### Information shown

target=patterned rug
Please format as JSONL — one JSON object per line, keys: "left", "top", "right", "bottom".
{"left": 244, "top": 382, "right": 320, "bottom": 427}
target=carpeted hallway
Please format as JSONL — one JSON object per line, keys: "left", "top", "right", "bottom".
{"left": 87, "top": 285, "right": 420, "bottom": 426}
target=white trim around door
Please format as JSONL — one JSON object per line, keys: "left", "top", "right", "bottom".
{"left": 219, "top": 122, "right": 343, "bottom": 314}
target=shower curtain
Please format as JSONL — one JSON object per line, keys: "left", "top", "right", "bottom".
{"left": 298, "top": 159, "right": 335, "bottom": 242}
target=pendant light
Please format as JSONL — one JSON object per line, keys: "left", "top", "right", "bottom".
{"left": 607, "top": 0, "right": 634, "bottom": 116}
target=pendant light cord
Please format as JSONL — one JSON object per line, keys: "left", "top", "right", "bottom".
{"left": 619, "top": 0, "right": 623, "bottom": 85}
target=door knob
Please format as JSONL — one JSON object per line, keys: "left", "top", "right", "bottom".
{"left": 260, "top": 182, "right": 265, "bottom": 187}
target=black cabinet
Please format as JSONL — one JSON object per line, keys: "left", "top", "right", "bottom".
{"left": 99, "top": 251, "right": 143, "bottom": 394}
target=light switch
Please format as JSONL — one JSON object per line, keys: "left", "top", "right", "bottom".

### What to work on
Check each line above for "door" and state how many match, answering with only the number.

### Exercise solution
2